* TEXTO PARA LEER *
La emotiva carta con la que Graña despidió a su madre

Miércoles 27 de Mayo de 2015, 12:34





El martes pasado murió mi vieja. Tenía 90 años, demencia senil, estaba postrada en una cama y ya no podía comer. Fue lo mejor para ella, sí. En sus pocos momentos de lucidez, cuando hacía foco en alguno de nosotros y embocaba el nombre adecuado y no nos confundía con parientes muertos, Alina misma confesaba que se quería morir; que eso ya no era vida. Ni siquiera le quedaba el placer de la comida en la boca: le habían anulado la parte superior del aparato digestivo y la alimentaban por una sonda metida en el estómago, que ella, por supuesto, se quería arrancar porque no sabía qué era y por eso había que atarle las manos a la cama. Tenías razón Alina: no era vida.

Con Alina, igual que con los mayores de 80, se van los últimos testigos directos de un mundo que ya no existe. La vida cotidiana nunca cambió tanto como en el siglo XX y ellos estuvieron ahí para verla cambiar; a veces se adaptaron, otras putearon, pero estuvieron ahí. Cuando todos ellos se hayan ido tendremos que ir a ver ese mundo en las fotos, en el cine tal vez, leerlo en los libros, pero no vamos a tener más a los que sí lo vieron cambiar, a los que sintieron el vértigo de esos cambios en la piel.

Alina Sisto nació en 1925, en Corrientes y Paraná. Era la hija de la dueña de una pensión, mi abuela, que, para decirlo en términos de la teoría económica moderna, proveía servicios logísticos a una industria pujante de aquellos tiempos: la prostitución.

* DATOS REGISTRADOS *
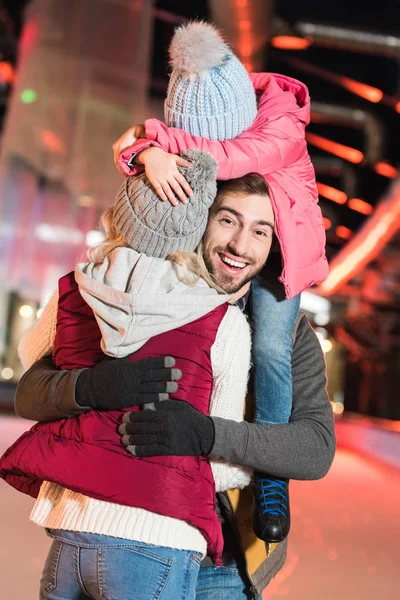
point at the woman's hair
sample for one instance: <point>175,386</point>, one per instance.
<point>192,264</point>
<point>194,268</point>
<point>113,238</point>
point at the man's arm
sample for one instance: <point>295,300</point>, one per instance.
<point>45,393</point>
<point>301,449</point>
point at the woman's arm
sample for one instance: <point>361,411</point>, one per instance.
<point>38,341</point>
<point>45,393</point>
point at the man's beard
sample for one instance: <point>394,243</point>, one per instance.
<point>229,284</point>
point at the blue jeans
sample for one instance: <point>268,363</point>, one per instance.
<point>273,318</point>
<point>87,565</point>
<point>221,583</point>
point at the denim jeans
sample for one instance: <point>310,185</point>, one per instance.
<point>87,565</point>
<point>221,583</point>
<point>273,318</point>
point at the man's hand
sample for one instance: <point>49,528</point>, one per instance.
<point>162,172</point>
<point>174,428</point>
<point>119,383</point>
<point>127,139</point>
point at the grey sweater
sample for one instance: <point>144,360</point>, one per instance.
<point>301,449</point>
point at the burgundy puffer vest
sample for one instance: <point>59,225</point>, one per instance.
<point>85,454</point>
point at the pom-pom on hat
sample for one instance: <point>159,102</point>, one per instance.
<point>157,228</point>
<point>210,93</point>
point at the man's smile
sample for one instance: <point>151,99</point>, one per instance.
<point>233,266</point>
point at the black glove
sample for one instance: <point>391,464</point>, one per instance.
<point>119,383</point>
<point>173,428</point>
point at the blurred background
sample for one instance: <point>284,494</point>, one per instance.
<point>74,75</point>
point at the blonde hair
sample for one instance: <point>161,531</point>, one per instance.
<point>192,263</point>
<point>194,268</point>
<point>113,239</point>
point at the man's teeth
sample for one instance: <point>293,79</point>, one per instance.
<point>232,263</point>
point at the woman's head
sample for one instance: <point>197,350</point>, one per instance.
<point>140,220</point>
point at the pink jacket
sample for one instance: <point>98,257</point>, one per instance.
<point>274,146</point>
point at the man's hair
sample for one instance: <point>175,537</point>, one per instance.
<point>252,183</point>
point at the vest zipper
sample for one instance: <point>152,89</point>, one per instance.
<point>253,588</point>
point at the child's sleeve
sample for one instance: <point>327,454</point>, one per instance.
<point>263,148</point>
<point>38,340</point>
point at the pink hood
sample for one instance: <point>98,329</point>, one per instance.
<point>275,147</point>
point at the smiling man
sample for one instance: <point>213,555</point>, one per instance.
<point>239,233</point>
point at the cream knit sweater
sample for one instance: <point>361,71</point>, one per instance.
<point>60,508</point>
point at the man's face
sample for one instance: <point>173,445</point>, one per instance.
<point>238,239</point>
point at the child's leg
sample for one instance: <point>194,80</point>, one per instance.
<point>273,319</point>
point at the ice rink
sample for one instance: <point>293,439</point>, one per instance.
<point>344,542</point>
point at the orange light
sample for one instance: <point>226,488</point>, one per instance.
<point>245,49</point>
<point>343,232</point>
<point>331,193</point>
<point>290,42</point>
<point>351,154</point>
<point>360,206</point>
<point>386,170</point>
<point>382,225</point>
<point>52,142</point>
<point>6,72</point>
<point>244,24</point>
<point>361,89</point>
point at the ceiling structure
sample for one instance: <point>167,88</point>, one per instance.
<point>350,60</point>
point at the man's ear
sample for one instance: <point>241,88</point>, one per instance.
<point>275,246</point>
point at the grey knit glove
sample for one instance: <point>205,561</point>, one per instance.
<point>173,428</point>
<point>119,383</point>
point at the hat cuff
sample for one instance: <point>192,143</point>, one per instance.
<point>144,240</point>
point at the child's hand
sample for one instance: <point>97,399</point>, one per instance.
<point>127,139</point>
<point>162,172</point>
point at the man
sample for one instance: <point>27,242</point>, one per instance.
<point>236,246</point>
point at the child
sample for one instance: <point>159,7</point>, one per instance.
<point>154,517</point>
<point>211,95</point>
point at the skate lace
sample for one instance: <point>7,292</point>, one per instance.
<point>273,497</point>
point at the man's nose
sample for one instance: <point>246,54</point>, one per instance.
<point>239,243</point>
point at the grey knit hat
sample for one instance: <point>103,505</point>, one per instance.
<point>210,93</point>
<point>157,228</point>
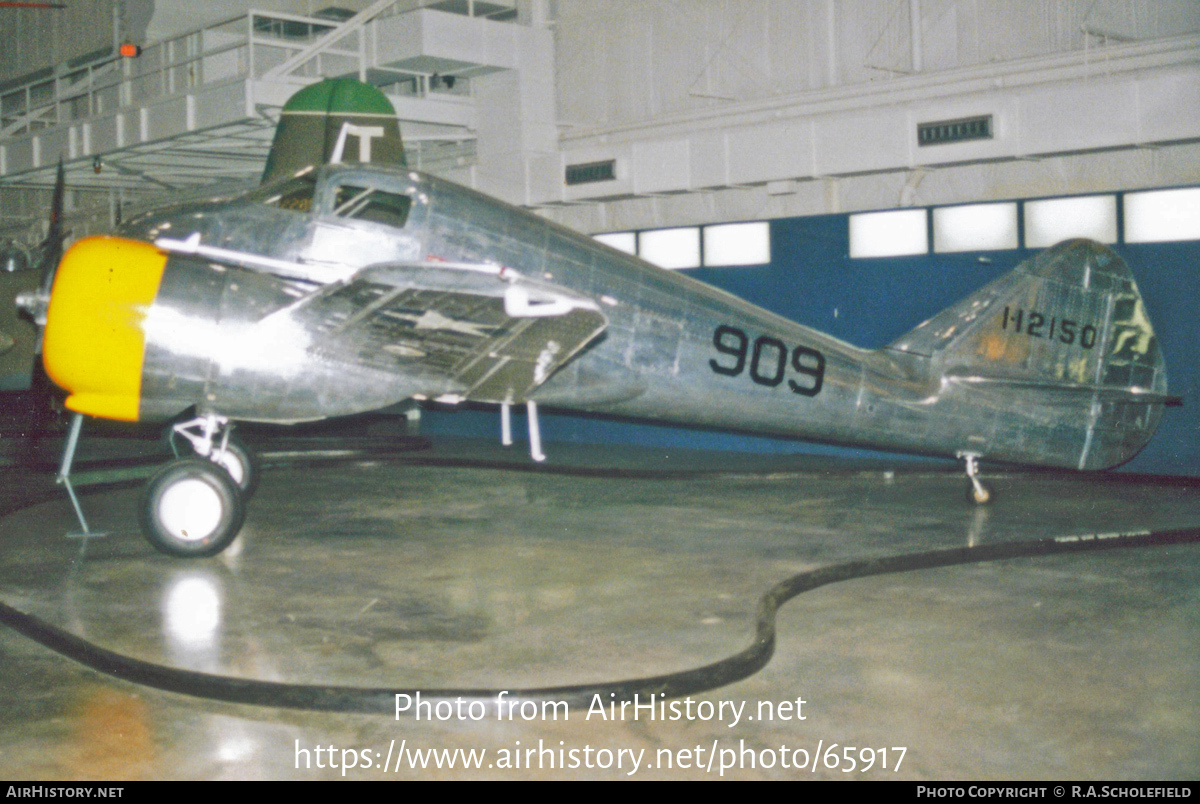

* OBJETIVO DEL EJERCICIO *
Por favor, resume en menos palabras el párrafo de la carta que comienza con «Con Alina, igual que con los mayores de 80», sin perder sus datos principales. Para este ejercicio no hace falta el material.

* TAREA RESUELTA *
Con Alina y con los mayores de 80 se van los últimos testigos directos de un mundo que ya no existe. La vida cotidiana cambió como nunca en el siglo XX, y ellos lo vivieron, a veces adaptándose y a veces protestando. Cuando ya no estén, ese mundo solo podrá conocerse por fotos, películas o libros, sin quienes sintieron esos cambios en carne propia.